(What to do)
Every entry that follows should be reproduced exactly.

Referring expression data
--

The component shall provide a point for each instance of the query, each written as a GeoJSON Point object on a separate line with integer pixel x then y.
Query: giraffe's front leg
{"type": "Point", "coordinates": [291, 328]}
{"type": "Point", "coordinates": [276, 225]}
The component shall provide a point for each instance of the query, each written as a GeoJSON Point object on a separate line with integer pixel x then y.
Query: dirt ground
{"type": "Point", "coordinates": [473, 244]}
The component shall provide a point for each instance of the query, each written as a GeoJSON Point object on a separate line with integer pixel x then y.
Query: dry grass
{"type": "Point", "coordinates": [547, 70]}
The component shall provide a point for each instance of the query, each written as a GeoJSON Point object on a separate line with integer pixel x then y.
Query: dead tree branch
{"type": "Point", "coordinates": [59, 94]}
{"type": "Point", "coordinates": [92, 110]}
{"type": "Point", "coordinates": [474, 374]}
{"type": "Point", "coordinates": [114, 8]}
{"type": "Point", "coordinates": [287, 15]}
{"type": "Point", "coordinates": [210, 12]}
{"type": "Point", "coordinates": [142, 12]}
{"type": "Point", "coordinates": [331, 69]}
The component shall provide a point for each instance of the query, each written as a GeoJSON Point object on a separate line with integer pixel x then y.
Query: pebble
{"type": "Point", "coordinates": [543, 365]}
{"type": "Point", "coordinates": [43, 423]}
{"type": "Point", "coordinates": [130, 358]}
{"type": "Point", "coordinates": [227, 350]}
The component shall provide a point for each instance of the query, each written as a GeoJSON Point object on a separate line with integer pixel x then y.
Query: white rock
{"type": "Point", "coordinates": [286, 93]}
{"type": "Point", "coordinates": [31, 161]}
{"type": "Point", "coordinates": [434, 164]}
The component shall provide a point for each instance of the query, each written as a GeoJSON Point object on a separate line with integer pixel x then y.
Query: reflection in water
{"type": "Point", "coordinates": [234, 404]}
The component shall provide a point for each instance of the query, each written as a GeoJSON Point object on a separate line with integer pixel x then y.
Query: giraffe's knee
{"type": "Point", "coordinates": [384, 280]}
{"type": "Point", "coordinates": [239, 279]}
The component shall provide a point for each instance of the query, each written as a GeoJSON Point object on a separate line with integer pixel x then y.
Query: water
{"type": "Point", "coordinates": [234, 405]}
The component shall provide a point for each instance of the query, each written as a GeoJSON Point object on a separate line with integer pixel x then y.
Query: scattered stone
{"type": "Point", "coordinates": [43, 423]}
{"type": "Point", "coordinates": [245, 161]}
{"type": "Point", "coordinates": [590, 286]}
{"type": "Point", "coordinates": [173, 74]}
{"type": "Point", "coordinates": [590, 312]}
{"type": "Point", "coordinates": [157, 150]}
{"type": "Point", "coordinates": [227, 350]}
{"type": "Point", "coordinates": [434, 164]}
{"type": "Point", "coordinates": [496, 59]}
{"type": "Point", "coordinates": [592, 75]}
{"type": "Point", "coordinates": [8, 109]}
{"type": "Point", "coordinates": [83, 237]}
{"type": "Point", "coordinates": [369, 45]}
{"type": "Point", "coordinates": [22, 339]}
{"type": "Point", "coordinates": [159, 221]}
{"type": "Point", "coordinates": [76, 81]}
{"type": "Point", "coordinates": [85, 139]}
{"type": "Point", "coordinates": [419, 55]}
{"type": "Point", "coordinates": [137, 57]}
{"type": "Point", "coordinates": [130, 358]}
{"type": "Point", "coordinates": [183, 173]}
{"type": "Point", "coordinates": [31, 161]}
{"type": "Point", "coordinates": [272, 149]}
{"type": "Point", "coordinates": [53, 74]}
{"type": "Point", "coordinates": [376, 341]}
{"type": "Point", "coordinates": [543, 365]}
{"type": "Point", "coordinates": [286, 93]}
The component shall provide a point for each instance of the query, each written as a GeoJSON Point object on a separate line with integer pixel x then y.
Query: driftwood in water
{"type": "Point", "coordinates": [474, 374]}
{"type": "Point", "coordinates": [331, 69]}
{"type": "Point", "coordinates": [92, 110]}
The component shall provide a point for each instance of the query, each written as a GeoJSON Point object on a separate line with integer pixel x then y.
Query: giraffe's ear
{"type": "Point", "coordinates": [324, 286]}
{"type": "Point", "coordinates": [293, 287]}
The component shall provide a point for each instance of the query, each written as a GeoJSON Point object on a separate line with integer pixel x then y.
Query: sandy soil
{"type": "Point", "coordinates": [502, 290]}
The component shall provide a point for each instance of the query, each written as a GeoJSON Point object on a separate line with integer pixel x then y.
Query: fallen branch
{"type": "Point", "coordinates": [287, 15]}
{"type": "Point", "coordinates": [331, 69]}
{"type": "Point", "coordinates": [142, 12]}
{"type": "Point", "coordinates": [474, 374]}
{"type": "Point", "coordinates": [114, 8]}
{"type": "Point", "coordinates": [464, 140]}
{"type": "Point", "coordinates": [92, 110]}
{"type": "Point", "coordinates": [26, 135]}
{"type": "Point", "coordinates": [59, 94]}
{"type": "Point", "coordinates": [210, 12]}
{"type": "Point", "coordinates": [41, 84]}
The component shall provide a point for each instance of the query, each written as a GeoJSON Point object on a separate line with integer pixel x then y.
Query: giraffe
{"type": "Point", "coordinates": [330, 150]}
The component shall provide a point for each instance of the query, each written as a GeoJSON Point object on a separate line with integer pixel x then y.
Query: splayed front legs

--

(Written answer)
The component shall provide a point for each instance of the query, each written as a GeoJSON Point object on a separate line with integer pixel x then y.
Query: giraffe's front leg
{"type": "Point", "coordinates": [291, 328]}
{"type": "Point", "coordinates": [276, 225]}
The component shall provide a point for each instance of the query, each written as a GeoJSON Point object on a separate line with integer pixel x then y.
Query: dirt ground
{"type": "Point", "coordinates": [473, 244]}
The component shall provide a point for each instance of the query, each written as a GeoJSON Point object on a separate line with integer pixel x then y.
Query: dry grass
{"type": "Point", "coordinates": [547, 70]}
The component shall provide a point for each instance of the query, each written as a GeoJSON Point object on a separate line with integer pixel x then y.
Query: dead tree branch
{"type": "Point", "coordinates": [59, 94]}
{"type": "Point", "coordinates": [92, 110]}
{"type": "Point", "coordinates": [474, 374]}
{"type": "Point", "coordinates": [114, 8]}
{"type": "Point", "coordinates": [287, 15]}
{"type": "Point", "coordinates": [210, 12]}
{"type": "Point", "coordinates": [142, 12]}
{"type": "Point", "coordinates": [331, 69]}
The component shall provide a point for each instance of the query, each written as a GeoJSON Point object on a separate line with integer pixel x then y.
Query: pebble
{"type": "Point", "coordinates": [543, 365]}
{"type": "Point", "coordinates": [43, 423]}
{"type": "Point", "coordinates": [130, 358]}
{"type": "Point", "coordinates": [227, 350]}
The component shall provide a point for each instance of the query, each written as a GeoJSON Point object on a separate line with integer pixel x then y.
Query: white rock
{"type": "Point", "coordinates": [286, 93]}
{"type": "Point", "coordinates": [31, 161]}
{"type": "Point", "coordinates": [434, 164]}
The component shall provide a point for each instance of the query, each written as a GeoJSON Point object on a separate line with integer pixel x then y.
Query: reflection in water
{"type": "Point", "coordinates": [234, 404]}
The component shall provide a point for each instance of the query, each written as a GeoJSON Point object on a separate line with integer pixel x then y.
Query: giraffe's knee
{"type": "Point", "coordinates": [384, 280]}
{"type": "Point", "coordinates": [239, 279]}
The component shall provide a point for each instance of the query, each written as a GeoJSON Point object on a separate line with integer pixel x then y.
Query: water
{"type": "Point", "coordinates": [234, 405]}
The component shall provide a point for each instance of the query, each written as a GeoJSON Point object on a separate line with integer pixel x then y.
Query: scattered stone
{"type": "Point", "coordinates": [43, 423]}
{"type": "Point", "coordinates": [245, 161]}
{"type": "Point", "coordinates": [590, 286]}
{"type": "Point", "coordinates": [173, 74]}
{"type": "Point", "coordinates": [590, 312]}
{"type": "Point", "coordinates": [157, 150]}
{"type": "Point", "coordinates": [227, 350]}
{"type": "Point", "coordinates": [434, 164]}
{"type": "Point", "coordinates": [496, 59]}
{"type": "Point", "coordinates": [592, 75]}
{"type": "Point", "coordinates": [8, 109]}
{"type": "Point", "coordinates": [83, 237]}
{"type": "Point", "coordinates": [369, 45]}
{"type": "Point", "coordinates": [22, 339]}
{"type": "Point", "coordinates": [159, 221]}
{"type": "Point", "coordinates": [76, 81]}
{"type": "Point", "coordinates": [85, 139]}
{"type": "Point", "coordinates": [419, 55]}
{"type": "Point", "coordinates": [137, 57]}
{"type": "Point", "coordinates": [130, 358]}
{"type": "Point", "coordinates": [183, 173]}
{"type": "Point", "coordinates": [31, 161]}
{"type": "Point", "coordinates": [272, 149]}
{"type": "Point", "coordinates": [53, 74]}
{"type": "Point", "coordinates": [376, 341]}
{"type": "Point", "coordinates": [543, 365]}
{"type": "Point", "coordinates": [286, 93]}
The component shall provide a point for each instance of the query, each written as a GeoJSON Point object on a separate line with integer pixel x then y.
Query: driftwood in water
{"type": "Point", "coordinates": [474, 374]}
{"type": "Point", "coordinates": [331, 69]}
{"type": "Point", "coordinates": [92, 110]}
The component shall provide a point for each instance of the query, each written as a GeoJSON Point object on a separate line with integer pixel x then y.
Query: giraffe's ear
{"type": "Point", "coordinates": [324, 286]}
{"type": "Point", "coordinates": [293, 287]}
The component shall provide a point for each instance of the query, each written as a GeoJSON Point object on a separate line with integer pixel x then y.
Query: sandy soil
{"type": "Point", "coordinates": [502, 290]}
The component shall provide a point for each instance of the query, each written as a GeoJSON Point object on a separate line with integer pixel x then y.
Query: fallen branch
{"type": "Point", "coordinates": [287, 15]}
{"type": "Point", "coordinates": [331, 69]}
{"type": "Point", "coordinates": [142, 12]}
{"type": "Point", "coordinates": [474, 374]}
{"type": "Point", "coordinates": [114, 8]}
{"type": "Point", "coordinates": [464, 140]}
{"type": "Point", "coordinates": [92, 110]}
{"type": "Point", "coordinates": [26, 135]}
{"type": "Point", "coordinates": [59, 94]}
{"type": "Point", "coordinates": [210, 12]}
{"type": "Point", "coordinates": [41, 84]}
The component shall provide a point for each instance of the query, each written as a GeoJSON Point object on a separate line with integer pixel x then y.
Query: giraffe
{"type": "Point", "coordinates": [330, 150]}
The component shall provide a point for each instance of the query, each written as a GeoJSON Point object on a separate line with integer pixel x then y.
Query: splayed front legs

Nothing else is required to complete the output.